**Исходный текст:**
================

Книги XX века: русский канон. Эссе - Сухих Игорь Николаевич. Страница 42
Однако он очень скоро привык к обстановке и достиг такого положения, когда боязнь за собственную жизнь перестала мешать ему распоряжаться жизнями других. И в этот второй период он получил возможность управлять событиями – тем полней и успешней, чем ясней и правильней он мог прощупать их действительный ход и соотношение сил и людей в них. (А это уже волюнтаристская установка толстовского Наполеона. Меняя знаки, Фадеев воспроизводит толстовскую типологию полководцев. – И. С.)
Но теперь он вновь испытывал сильное волнение, и он чувствовал, что это как-то связано с новым его состоянием, со всеми его мыслями о себе, о смерти Метелицы».

================

**Данные:**
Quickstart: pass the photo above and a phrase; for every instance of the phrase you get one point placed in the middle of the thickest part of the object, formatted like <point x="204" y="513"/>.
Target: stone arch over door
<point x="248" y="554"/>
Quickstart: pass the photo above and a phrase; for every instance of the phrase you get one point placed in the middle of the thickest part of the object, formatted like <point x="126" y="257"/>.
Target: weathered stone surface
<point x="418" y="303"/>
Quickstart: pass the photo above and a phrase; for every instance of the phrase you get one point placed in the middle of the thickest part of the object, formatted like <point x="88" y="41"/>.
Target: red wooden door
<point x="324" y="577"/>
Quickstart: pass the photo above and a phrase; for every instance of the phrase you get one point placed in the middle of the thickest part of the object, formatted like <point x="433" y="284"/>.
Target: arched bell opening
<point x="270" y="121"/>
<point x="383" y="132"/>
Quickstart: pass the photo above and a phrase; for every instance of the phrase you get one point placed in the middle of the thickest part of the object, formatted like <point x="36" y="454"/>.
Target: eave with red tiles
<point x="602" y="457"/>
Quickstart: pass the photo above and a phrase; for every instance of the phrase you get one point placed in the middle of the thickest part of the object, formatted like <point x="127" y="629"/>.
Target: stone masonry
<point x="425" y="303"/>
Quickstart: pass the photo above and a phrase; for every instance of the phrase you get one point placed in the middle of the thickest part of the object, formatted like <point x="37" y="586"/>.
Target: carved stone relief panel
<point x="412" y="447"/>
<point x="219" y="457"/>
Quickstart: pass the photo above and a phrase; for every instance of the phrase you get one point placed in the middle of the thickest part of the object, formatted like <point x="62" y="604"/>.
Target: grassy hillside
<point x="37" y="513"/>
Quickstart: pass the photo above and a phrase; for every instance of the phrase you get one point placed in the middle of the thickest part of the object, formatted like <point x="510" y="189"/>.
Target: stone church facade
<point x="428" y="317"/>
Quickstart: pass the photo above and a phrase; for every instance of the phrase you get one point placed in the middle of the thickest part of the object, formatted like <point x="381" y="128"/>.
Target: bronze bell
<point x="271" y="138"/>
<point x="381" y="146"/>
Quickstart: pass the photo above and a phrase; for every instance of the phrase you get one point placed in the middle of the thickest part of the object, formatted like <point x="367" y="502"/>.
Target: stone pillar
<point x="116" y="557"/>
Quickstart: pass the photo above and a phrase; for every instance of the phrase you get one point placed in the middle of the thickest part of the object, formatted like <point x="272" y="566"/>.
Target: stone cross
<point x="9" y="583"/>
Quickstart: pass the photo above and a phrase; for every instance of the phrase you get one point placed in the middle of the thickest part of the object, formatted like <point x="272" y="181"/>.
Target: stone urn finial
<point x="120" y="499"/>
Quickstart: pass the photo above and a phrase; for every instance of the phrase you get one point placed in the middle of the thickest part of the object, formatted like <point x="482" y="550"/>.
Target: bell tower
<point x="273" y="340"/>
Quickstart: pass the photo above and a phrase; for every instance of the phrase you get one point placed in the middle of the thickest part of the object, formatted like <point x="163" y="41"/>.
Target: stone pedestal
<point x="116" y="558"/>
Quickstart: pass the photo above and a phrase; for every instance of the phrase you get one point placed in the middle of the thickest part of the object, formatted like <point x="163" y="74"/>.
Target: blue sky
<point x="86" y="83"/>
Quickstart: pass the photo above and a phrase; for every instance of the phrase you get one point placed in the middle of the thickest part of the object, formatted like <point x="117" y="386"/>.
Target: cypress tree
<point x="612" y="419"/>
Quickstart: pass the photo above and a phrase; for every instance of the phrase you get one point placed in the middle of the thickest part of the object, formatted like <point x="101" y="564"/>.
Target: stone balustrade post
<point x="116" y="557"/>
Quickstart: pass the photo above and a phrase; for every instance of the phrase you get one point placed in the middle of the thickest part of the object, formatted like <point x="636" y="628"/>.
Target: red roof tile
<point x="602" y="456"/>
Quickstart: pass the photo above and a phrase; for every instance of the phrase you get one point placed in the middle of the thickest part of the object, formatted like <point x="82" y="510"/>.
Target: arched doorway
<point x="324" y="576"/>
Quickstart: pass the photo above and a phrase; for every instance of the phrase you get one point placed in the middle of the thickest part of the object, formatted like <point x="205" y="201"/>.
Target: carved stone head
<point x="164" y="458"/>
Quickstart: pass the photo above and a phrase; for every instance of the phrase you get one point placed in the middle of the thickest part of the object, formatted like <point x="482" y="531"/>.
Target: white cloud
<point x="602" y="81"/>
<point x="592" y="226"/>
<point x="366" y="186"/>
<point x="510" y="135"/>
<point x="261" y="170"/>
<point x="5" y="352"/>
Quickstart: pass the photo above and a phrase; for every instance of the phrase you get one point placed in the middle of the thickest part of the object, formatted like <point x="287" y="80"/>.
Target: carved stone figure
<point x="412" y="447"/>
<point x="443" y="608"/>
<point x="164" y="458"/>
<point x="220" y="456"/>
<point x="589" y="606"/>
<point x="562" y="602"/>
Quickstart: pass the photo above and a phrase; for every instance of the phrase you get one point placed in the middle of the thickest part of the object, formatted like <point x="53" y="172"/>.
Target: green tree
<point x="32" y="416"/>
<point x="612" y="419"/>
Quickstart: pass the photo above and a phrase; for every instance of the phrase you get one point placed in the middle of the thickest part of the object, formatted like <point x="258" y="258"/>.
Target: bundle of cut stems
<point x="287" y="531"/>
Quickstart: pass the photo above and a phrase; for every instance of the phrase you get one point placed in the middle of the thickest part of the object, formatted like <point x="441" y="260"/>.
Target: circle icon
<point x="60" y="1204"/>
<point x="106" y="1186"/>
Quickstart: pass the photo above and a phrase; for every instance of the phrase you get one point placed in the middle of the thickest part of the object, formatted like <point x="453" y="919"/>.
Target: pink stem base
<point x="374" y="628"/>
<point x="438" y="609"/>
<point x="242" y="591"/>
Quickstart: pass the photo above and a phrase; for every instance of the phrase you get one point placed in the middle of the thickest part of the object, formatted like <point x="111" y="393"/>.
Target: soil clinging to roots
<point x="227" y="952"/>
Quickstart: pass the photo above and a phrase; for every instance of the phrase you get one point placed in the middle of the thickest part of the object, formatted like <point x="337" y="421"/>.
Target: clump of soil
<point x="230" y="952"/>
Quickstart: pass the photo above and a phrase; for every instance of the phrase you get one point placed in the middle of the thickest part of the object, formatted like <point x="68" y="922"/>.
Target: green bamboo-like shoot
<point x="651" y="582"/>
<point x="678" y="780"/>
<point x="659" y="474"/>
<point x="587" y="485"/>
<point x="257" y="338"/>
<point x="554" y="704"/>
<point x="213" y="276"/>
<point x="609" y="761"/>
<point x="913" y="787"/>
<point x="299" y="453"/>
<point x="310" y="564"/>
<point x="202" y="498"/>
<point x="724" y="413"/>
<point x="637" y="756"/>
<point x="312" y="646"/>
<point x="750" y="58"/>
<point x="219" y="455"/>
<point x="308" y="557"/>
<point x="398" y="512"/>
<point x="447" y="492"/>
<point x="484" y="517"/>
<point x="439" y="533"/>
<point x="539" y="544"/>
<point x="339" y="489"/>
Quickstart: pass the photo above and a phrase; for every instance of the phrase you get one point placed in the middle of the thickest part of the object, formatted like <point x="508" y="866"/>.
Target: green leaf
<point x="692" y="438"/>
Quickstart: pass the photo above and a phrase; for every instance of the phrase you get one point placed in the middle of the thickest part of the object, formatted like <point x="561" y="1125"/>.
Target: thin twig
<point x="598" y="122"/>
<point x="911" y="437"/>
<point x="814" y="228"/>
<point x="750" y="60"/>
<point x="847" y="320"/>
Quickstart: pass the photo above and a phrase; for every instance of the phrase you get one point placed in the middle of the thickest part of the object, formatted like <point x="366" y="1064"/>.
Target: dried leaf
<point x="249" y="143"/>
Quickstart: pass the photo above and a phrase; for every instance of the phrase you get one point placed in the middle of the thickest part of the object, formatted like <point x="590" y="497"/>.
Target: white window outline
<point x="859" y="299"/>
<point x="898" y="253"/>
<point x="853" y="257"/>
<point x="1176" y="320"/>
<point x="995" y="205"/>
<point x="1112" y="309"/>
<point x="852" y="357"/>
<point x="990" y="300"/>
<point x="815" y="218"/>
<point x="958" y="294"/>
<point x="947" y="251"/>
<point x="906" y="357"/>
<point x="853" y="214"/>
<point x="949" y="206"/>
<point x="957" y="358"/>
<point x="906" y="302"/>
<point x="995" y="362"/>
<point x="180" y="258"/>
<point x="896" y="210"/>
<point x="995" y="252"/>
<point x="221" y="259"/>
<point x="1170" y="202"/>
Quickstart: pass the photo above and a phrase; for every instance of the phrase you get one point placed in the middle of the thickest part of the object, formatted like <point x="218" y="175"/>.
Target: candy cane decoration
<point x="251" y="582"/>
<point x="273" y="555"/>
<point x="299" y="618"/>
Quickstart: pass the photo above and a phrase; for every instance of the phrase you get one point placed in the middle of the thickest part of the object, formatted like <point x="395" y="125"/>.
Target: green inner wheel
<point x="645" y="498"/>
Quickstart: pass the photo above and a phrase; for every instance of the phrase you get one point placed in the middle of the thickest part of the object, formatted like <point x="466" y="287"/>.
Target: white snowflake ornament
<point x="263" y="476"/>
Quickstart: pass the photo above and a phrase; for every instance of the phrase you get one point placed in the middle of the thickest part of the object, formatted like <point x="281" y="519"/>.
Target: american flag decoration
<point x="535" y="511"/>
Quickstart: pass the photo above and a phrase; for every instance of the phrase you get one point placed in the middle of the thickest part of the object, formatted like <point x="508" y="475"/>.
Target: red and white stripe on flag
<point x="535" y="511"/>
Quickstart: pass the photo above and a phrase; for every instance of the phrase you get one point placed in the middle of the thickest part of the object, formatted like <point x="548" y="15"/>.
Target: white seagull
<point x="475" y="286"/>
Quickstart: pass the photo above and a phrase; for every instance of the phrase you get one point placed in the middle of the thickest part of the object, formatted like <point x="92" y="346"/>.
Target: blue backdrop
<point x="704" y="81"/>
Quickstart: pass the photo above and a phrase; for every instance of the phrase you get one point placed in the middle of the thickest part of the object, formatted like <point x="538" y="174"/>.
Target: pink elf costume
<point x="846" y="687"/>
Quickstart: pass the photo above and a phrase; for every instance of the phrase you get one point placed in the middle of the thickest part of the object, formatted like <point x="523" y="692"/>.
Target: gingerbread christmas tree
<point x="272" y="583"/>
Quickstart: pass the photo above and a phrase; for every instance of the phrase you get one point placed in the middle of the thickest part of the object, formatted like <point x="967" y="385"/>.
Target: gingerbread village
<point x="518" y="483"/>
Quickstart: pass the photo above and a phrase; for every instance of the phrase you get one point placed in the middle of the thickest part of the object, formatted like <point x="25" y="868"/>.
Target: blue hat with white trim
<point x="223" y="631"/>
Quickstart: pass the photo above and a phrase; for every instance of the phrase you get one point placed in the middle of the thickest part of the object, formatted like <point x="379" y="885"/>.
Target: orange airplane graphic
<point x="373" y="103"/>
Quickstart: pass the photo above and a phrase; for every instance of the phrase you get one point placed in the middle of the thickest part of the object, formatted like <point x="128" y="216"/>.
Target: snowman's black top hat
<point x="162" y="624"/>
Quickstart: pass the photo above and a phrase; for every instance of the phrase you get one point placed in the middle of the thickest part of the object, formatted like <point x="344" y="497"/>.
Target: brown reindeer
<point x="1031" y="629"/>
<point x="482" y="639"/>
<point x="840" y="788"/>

================

**Задание:**
Перепишите дословно фрагмент эссе о русском каноне XX века, начиная со слов «Книги XX века: русский» и заканчивая словами «полководцев. – И. С.)» включительно.

**Решение задачи:**
Книги XX века: русский канон. Эссе - Сухих Игорь Николаевич. Страница 42
Однако он очень скоро привык к обстановке и достиг такого положения, когда боязнь за собственную жизнь перестала мешать ему распоряжаться жизнями других. И в этот второй период он получил возможность управлять событиями – тем полней и успешней, чем ясней и правильней он мог прощупать их действительный ход и соотношение сил и людей в них. (А это уже волюнтаристская установка толстовского Наполеона. Меняя знаки, Фадеев воспроизводит толстовскую типологию полководцев. – И. С.)